Count the lines in the records below that contain the word "reflection", and reply with only that number.

● **Material to process**
┄┄┄┄┄┄┄┄┄┄┄┄┄┄┄┄┄┄┄┄

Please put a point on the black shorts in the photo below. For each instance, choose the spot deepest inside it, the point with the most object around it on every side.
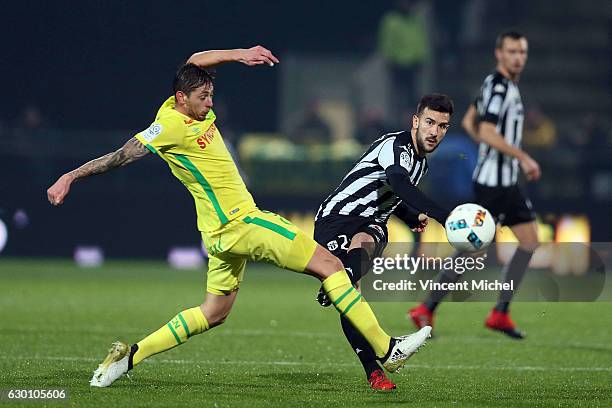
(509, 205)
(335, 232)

┄┄┄┄┄┄┄┄┄┄┄┄┄┄┄┄┄┄┄┄

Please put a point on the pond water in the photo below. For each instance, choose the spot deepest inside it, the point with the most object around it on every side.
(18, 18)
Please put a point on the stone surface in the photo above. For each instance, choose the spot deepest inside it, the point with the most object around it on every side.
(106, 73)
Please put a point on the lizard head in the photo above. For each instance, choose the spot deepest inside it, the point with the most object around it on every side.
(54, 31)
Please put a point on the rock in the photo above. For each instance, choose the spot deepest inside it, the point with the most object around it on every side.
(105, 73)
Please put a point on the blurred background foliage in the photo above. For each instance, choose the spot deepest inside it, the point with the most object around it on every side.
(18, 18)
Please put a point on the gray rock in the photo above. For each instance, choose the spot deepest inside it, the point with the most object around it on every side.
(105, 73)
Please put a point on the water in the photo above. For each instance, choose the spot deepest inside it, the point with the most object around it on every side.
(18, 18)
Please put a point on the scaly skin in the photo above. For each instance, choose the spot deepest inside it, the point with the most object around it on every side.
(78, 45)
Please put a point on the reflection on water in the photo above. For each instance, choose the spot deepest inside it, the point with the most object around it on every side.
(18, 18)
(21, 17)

┄┄┄┄┄┄┄┄┄┄┄┄┄┄┄┄┄┄┄┄

● **Solution for this problem**
1